Consignes
A. Quelles personnes le texte cité donne-t-il comme des habitués de la une des journaux au Québec ? Nommez-les toutes.
B. Répondez à ces questions d'après le texte cité :
(i) Quel nom savant a-t-on trouvé à l'attirance sexuelle évoquée ?
(ii) Quel surnom portait Monica Proietti ?
(iii) De quel pays Jacques Mesrine était-il venu ?
C. Recopiez le passage du texte cité qui commence par « D'abord, il y » et se poursuit jusqu'à « de Bertrand Cantat. ».

Texte cité
»»
D'abord, il y a l'attirance qu'exerce la marginalité sous toutes ses formes, qu'elle soit bénigne comme l'itinérance, ou létale comme la violence politique. Dans ce dernier cas, on connaît la vénération quasi-religieuse que certains manifestent à l'endroit de ceux qui ont tué au nom de leurs convictions, d'Ernesto Guevara à Oussama ben Laden. De même, parce qu'on les considère comme des êtres à part, les artistes bénéficient d'une clémence exceptionnelle - voir les cas de Roman Polanski ou de Bertrand Cantat.

Ensuite, existe la satisfaction de voir la loi et l'ordre (le « système », en somme) être bafoués par des individus audacieux. C'est le syndrome Robin des Bois, lequel non seulement se moquait de l'autorité, mais redistribuait la richesse! Au Québec, Jacques Mesrine (venu de France), Lucien Rivard, Richard Blass, Monica Proietti, dite « la Mitraille », même s'ils partageaient assez peu leur butin (!), ont été des habitués de la une des journaux et survivent par le cinéma. Aujourd'hui, le hacker, ou pirate informatique, version contemporaine du Lupin cambrioleur, a la cote.

Enfin, il y a l'attirance sexuelle, à laquelle on a trouvé un nom savant, l'hybristophilie, plus courante qu'on le soupçonne depuis Henri Désiré Landru, le tueur de femmes qui, emprisonné, devait recevoir des centaines de demandes en mariage...

Au total, il s'agit d'un petit coin sombre de l'âme : frauder, voler, tuer, fréquenter l'amoralité par procuration est une source de plaisir qu'aucune loi ne parviendra à tarir.
««
Entrées de données
»»
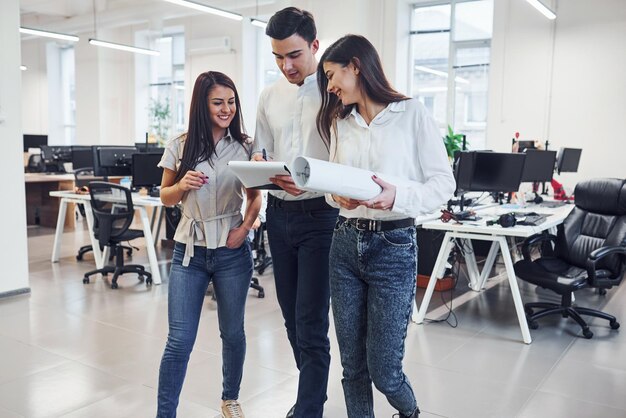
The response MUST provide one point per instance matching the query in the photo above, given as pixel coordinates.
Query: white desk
(498, 236)
(140, 203)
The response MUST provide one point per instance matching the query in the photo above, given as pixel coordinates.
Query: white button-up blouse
(402, 140)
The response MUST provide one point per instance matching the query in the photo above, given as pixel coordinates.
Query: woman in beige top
(211, 244)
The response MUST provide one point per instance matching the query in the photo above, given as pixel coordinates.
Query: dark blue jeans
(299, 241)
(372, 279)
(230, 270)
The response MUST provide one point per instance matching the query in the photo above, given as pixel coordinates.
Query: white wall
(34, 87)
(13, 250)
(561, 80)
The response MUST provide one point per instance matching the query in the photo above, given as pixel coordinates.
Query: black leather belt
(364, 224)
(305, 205)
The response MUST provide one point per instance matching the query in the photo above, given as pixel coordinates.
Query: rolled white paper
(325, 177)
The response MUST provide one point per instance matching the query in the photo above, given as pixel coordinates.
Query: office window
(167, 88)
(451, 43)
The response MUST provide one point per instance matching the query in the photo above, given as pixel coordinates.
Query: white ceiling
(76, 16)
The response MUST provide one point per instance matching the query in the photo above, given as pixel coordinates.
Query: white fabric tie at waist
(195, 231)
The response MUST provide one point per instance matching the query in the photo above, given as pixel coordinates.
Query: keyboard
(529, 218)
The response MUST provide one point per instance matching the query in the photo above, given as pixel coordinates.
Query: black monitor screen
(480, 171)
(145, 171)
(539, 166)
(524, 145)
(568, 160)
(112, 160)
(34, 141)
(82, 157)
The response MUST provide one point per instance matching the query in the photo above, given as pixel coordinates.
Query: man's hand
(257, 156)
(236, 237)
(286, 183)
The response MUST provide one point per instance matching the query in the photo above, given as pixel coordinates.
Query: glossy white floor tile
(87, 351)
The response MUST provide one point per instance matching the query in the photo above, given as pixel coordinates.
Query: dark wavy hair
(290, 21)
(356, 50)
(199, 144)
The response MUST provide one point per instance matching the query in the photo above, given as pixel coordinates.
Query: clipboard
(256, 174)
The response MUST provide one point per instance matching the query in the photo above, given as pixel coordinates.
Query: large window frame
(459, 98)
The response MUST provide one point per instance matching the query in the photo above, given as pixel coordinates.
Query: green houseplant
(453, 142)
(160, 115)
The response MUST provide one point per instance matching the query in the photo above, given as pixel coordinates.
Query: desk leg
(147, 232)
(58, 233)
(440, 264)
(472, 266)
(517, 298)
(491, 258)
(99, 257)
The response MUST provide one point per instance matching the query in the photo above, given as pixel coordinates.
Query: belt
(305, 205)
(364, 224)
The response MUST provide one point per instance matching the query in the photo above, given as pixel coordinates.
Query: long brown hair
(199, 144)
(356, 50)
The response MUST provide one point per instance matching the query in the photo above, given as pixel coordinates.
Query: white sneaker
(231, 409)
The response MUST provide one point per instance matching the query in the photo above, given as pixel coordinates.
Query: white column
(14, 250)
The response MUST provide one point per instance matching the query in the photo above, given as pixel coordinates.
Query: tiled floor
(74, 350)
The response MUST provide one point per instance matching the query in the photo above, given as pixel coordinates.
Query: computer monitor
(568, 160)
(34, 141)
(145, 171)
(112, 160)
(524, 145)
(82, 157)
(480, 171)
(538, 166)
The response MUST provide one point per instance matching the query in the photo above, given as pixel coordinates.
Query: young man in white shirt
(299, 224)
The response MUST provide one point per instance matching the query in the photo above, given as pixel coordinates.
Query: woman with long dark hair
(211, 238)
(373, 255)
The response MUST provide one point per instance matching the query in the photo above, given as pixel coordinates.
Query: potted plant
(160, 116)
(453, 142)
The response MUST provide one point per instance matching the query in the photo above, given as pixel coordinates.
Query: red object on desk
(559, 191)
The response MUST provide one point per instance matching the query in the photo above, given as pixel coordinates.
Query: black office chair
(589, 251)
(82, 178)
(113, 211)
(261, 259)
(35, 164)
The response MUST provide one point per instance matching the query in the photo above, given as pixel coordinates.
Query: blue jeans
(372, 282)
(230, 270)
(299, 242)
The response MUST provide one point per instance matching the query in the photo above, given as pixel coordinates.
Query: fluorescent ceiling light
(542, 9)
(206, 9)
(440, 74)
(259, 23)
(49, 34)
(122, 47)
««
Réponses par consigne
A. Jacques Mesrine, Lucien Rivard, Richard Blass, Monica Proietti

B.
(i) L'hybristophilie.
(ii) « la Mitraille ».
(iii) De France.

C.
D'abord, il y a l'attirance qu'exerce la marginalité sous toutes ses formes, qu'elle soit bénigne comme l'itinérance, ou létale comme la violence politique. Dans ce dernier cas, on connaît la vénération quasi-religieuse que certains manifestent à l'endroit de ceux qui ont tué au nom de leurs convictions, d'Ernesto Guevara à Oussama ben Laden. De même, parce qu'on les considère comme des êtres à part, les artistes bénéficient d'une clémence exceptionnelle - voir les cas de Roman Polanski ou de Bertrand Cantat.